§ **TEXT BLOCK**
▬▬▬▬▬▬▬▬▬▬

After oral arguments at the Supreme Court on Monday regarding SB 8, the strict anti-abortion law originating in Texas, justices left the impression that the Lone Star State may have overextended itself when rolling out a bill that is unabashed in its attempt to wrestle bodily autonomy away from women and people who can become pregnant.
SB 8, known as the Texas Heartbeat Act, declares it illegal for an abortion to be performed after six weeks’ gestation, a period during which most pregnancies are not yet detected. It also leaves zero exceptions for pregnancy occurring in cases of rape, sexual abuse, or incest.
Unlike most abortion restriction laws, wherein state officials enforce legislation and are thereby the appropriate target for lawsuits when they arise, SB 8 instead leaves enforcement up to the public by allowing citizens to sue abortion providers directly, as well as anyone believed to have “aided or abetted” an abortion after six weeks.
SB 8 also does not place any limits on a potential plaintiff’s interests. In the simplest of terms, this means that under the Texas bill, all one needs to sue an abortion provider is time and money. With an ample or even modest supply of both, SB 8 can also catalyze financial ruin, since it awards a $10,000 bounty—to be paid by the defendant—to any victorious litigant.
In September, the Supreme Court refused to block enforcement of SB 8. It fast-tracked two appeals: one from abortion providers and the other from the Biden White House in Whole Women’s Health v. Jackson and United States v. Texas, respectively.
Representing abortion providers in Whole Women’s Health, Marc Hearron, attorney for the Center for Reproductive Rights, argued Monday that SB 8 was baldly unconstitutional and asked the court to bar Texas law clerks from accepting any lawsuits invoking the bill.
Newly appointed U.S. solicitor general, Elizabeth Prelogar, represented the Biden administration and illuminated carefully the constitutionality argument at hand.
“If Texas can nullify Roe and Casey [v. Planned Parenthood] in this manner, then other states could do this with other constitutional rights or rights they disfavor,” Prelogar said.
She continued later, saying: “What Texas has done is taken a constitutional precedent form this court and legislated in direct defiance of that precedent and then tried…to box the judiciary out of the equation and prevent the courts from being able to provide any meaningful form of redress.”
This maneuver by Texas is an example of a state actively “flouting the supremacy of federal law,” she concluded.
Justice Elena Kagan appeared to agree with Prelogar’s implications.
“Now we’re open for business,” Kagan opined of an intact SB 8. “There’s nothing the Supreme Court can do about it. Guns, same-sex marriage, religious rights, whatever you don’t like.”
During a separate exchange with Texas’ solicitor general Judd Stone, Kagan also bristled with a curt interpretation of what she suspects is one of the inherent goals underlying SB 8.

▬▬▬▬▬▬▬▬▬▬

§ **JOB 1**
Write out the part of the article on Texas's SB 8 that begins at the words "Unlike most abortion" and ends after "after six weeks.".
The article and the records have nothing to do with each other.

§ **TASK INPUTS**
▬▬▬▬▬▬▬▬▬▬

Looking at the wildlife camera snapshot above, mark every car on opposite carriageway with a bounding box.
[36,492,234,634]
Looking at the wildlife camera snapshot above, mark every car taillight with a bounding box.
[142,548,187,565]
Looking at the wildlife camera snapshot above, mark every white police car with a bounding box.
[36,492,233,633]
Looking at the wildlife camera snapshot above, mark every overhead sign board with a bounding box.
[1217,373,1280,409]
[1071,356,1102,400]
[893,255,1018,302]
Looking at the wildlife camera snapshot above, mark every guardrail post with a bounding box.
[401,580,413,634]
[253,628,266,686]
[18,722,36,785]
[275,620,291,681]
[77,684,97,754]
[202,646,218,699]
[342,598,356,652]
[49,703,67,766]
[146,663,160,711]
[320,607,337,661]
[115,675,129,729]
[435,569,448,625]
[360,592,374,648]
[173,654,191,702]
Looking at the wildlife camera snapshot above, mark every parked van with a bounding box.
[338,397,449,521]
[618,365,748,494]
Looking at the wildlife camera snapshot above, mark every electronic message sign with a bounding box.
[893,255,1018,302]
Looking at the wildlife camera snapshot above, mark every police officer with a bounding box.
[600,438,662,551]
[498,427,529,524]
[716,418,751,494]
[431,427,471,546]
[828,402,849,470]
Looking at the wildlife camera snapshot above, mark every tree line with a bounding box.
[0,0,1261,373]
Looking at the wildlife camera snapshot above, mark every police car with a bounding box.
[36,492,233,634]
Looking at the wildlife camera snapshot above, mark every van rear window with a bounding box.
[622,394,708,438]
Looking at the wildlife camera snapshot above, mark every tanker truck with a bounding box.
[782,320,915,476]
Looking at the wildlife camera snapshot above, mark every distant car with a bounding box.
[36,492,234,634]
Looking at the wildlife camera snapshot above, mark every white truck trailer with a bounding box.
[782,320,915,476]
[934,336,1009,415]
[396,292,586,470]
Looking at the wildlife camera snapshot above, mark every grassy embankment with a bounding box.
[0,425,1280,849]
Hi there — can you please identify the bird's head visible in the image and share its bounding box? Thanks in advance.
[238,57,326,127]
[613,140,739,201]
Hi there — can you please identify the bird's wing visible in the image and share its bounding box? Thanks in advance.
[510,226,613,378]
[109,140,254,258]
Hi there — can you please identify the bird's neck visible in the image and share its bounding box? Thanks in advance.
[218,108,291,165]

▬▬▬▬▬▬▬▬▬▬

§ **JOB 2**
Can you rewrite the records from their first line through the line containing "[36,492,233,633]", requests included, with every bounding-box coordinate multiplied by 2.25 and rounded to a whole number, halves rounding up? Give only those lines.

§ **CORRECT ANSWER 1**
Unlike most abortion restriction laws, wherein state officials enforce legislation and are thereby the appropriate target for lawsuits when they arise, SB 8 instead leaves enforcement up to the public by allowing citizens to sue abortion providers directly, as well as anyone believed to have “aided or abetted” an abortion after six weeks.

§ **CORRECT ANSWER 2**
Looking at the wildlife camera snapshot above, mark every car on opposite carriageway with a bounding box.
[81,1107,527,1427]
Looking at the wildlife camera snapshot above, mark every car taillight with a bounding box.
[320,1233,421,1271]
Looking at the wildlife camera snapshot above, mark every white police car with a bounding box.
[81,1107,524,1424]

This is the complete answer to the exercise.